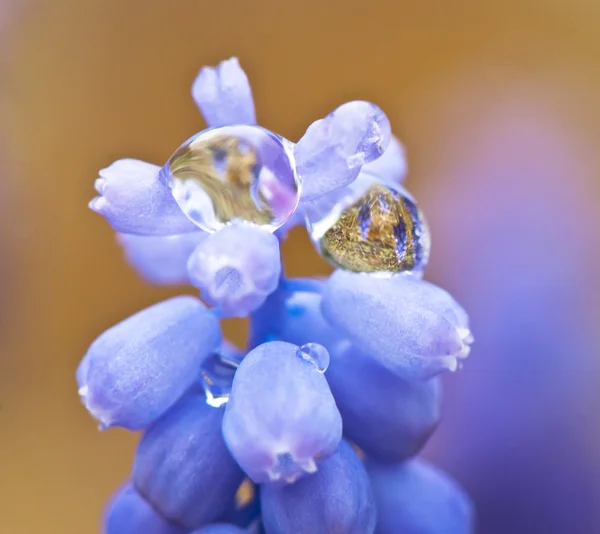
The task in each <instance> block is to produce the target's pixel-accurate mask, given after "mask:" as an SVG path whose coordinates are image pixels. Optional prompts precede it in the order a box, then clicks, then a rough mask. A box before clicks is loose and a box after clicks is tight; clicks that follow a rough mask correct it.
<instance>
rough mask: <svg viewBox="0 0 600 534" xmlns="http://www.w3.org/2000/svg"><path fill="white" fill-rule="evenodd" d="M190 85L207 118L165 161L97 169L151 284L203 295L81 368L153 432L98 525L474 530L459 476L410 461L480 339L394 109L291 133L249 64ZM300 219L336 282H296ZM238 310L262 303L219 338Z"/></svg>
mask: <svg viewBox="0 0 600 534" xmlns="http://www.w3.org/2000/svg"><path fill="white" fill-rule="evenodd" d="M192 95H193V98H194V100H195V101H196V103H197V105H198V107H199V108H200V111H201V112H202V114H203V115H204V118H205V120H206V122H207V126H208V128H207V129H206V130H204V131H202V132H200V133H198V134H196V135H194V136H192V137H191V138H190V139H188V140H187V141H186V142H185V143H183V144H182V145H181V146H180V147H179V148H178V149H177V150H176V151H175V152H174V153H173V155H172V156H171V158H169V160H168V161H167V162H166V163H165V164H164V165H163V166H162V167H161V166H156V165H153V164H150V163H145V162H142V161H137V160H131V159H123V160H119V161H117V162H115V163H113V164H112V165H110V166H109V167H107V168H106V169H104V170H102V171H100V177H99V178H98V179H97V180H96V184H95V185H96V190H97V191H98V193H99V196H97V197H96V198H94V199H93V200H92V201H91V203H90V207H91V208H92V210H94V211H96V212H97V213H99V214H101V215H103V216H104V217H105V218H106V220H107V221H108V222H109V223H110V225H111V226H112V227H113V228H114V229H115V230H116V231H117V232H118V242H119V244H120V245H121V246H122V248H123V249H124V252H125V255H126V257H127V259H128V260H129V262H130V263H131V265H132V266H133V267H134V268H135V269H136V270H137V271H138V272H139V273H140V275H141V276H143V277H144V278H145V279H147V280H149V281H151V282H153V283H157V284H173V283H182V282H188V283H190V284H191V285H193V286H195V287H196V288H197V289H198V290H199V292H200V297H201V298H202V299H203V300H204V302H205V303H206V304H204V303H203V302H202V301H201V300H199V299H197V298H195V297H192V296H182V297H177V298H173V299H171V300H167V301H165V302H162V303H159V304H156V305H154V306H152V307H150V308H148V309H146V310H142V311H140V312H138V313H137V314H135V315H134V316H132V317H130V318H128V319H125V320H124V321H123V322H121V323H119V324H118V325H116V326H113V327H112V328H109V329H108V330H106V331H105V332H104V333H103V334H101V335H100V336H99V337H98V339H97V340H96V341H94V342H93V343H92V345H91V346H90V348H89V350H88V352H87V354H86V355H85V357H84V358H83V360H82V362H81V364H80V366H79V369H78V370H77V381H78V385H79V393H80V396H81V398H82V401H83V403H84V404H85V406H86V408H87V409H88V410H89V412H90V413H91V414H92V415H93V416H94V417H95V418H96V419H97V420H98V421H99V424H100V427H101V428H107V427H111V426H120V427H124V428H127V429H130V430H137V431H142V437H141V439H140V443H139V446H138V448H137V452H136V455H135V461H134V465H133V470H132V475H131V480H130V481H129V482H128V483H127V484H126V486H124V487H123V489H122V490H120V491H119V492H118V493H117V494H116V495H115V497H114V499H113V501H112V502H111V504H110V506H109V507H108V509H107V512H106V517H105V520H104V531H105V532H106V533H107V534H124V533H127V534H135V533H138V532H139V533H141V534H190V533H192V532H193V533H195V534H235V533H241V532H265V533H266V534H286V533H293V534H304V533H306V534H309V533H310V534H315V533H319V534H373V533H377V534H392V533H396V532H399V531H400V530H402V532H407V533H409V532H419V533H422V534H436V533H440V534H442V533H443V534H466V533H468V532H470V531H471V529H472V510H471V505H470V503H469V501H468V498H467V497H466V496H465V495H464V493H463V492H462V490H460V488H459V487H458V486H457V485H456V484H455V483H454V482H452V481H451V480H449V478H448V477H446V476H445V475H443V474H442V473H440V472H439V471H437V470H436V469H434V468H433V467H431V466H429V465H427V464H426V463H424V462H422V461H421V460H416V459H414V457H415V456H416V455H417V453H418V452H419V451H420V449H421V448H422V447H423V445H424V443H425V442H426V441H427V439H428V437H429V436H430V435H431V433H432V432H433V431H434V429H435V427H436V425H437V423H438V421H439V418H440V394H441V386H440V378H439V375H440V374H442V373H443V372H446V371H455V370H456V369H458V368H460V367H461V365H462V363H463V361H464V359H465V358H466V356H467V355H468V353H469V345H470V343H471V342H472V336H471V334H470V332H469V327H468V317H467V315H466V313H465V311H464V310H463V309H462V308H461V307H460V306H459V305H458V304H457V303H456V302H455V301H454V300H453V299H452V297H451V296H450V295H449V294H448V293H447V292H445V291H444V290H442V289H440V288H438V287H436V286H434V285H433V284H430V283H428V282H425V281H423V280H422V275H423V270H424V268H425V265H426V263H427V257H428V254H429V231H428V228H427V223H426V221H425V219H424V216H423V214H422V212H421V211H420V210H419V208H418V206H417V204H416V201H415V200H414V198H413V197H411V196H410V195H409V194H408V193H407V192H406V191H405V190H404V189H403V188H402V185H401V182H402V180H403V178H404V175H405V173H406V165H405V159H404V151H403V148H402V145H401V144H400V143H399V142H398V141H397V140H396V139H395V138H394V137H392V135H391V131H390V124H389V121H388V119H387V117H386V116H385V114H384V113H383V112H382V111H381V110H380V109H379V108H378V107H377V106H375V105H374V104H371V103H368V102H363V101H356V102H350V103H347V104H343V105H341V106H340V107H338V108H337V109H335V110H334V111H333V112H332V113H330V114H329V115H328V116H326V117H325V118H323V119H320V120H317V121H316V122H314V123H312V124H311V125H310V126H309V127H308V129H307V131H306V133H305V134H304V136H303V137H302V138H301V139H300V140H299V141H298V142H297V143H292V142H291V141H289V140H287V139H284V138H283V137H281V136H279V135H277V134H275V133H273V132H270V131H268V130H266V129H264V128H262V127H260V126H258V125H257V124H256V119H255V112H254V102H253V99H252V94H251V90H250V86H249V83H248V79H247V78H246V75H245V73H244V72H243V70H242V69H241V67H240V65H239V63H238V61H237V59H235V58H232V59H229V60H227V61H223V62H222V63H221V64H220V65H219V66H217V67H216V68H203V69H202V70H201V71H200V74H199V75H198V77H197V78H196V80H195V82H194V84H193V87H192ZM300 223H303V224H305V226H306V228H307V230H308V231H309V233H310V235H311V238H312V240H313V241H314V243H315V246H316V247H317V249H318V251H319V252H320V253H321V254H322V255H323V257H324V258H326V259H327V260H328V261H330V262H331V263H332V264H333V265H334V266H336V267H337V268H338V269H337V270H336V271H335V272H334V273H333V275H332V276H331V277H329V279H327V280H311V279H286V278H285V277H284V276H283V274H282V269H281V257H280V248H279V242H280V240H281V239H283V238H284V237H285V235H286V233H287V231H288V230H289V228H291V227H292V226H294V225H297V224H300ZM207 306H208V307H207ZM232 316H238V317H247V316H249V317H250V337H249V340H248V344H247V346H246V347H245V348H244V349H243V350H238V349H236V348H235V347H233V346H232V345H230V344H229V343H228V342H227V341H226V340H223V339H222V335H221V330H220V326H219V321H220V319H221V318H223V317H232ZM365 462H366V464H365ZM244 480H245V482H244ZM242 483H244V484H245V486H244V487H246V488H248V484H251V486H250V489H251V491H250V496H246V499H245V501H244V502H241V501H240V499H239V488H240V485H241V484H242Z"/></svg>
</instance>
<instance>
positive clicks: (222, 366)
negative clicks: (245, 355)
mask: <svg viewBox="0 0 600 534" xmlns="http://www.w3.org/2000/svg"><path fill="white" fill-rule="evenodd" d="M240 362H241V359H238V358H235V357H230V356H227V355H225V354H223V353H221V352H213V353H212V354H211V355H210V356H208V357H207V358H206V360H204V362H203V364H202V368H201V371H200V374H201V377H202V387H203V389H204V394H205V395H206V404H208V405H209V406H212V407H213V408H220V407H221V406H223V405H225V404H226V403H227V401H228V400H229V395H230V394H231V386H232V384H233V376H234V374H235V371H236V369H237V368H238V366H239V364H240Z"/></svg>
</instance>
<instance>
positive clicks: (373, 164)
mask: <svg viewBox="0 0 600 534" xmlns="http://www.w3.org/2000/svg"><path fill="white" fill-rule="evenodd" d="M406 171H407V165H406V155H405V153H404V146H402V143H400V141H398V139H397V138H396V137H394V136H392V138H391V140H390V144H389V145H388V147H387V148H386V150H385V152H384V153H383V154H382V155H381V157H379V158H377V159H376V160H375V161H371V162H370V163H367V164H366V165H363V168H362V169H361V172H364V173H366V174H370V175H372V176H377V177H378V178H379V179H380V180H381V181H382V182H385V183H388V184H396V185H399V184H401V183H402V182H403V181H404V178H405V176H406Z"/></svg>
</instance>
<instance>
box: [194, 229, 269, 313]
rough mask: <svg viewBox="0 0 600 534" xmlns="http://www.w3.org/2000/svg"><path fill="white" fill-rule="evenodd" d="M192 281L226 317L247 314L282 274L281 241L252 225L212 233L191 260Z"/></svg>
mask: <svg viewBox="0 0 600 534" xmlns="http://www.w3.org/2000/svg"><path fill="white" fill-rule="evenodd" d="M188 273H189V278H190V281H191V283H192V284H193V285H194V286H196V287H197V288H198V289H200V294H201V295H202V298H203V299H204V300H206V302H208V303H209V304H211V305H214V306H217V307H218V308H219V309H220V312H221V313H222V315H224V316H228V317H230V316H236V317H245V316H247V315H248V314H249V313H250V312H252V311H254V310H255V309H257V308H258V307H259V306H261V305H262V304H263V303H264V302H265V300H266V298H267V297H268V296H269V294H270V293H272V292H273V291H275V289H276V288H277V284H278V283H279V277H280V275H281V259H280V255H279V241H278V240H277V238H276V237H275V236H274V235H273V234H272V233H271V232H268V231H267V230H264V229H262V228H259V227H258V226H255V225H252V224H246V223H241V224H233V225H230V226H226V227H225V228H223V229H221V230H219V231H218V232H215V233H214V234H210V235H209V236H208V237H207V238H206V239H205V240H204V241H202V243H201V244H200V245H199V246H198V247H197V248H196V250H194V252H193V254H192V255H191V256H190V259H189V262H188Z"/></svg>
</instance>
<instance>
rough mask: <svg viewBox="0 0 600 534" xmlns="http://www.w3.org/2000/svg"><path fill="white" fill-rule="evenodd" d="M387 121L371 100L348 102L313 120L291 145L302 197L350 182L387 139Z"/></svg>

---*---

## [Description of the task]
Give back the records above exactly, limited to the lines between the one holding "positive clicks: (222, 366)" and the one holding "box: [194, 229, 269, 313]", inclusive.

## [Answer section]
positive clicks: (222, 366)
negative clicks: (245, 355)
mask: <svg viewBox="0 0 600 534" xmlns="http://www.w3.org/2000/svg"><path fill="white" fill-rule="evenodd" d="M240 362H241V359H238V358H235V357H230V356H227V355H225V354H223V353H221V352H213V353H212V354H211V355H210V356H208V357H207V358H206V360H204V362H203V364H202V368H201V371H200V374H201V377H202V387H203V389H204V394H205V395H206V404H208V405H209V406H212V407H213V408H220V407H221V406H223V405H225V404H226V403H227V401H228V400H229V395H230V394H231V386H232V384H233V376H234V374H235V371H236V369H237V368H238V366H239V364H240Z"/></svg>
</instance>
<instance>
positive clicks: (373, 164)
mask: <svg viewBox="0 0 600 534" xmlns="http://www.w3.org/2000/svg"><path fill="white" fill-rule="evenodd" d="M406 171H407V165H406V155H405V153H404V146H402V143H400V141H398V139H397V138H396V137H394V136H392V138H391V140H390V144H389V145H388V147H387V148H386V150H385V152H384V153H383V154H382V155H381V157H379V158H377V159H376V160H375V161H371V162H370V163H367V164H366V165H363V168H362V169H361V172H364V173H366V174H370V175H372V176H377V177H378V178H379V179H380V180H381V181H382V182H385V183H388V184H396V185H399V184H401V183H402V182H403V181H404V178H405V176H406Z"/></svg>
</instance>
<instance>
box: [194, 229, 269, 313]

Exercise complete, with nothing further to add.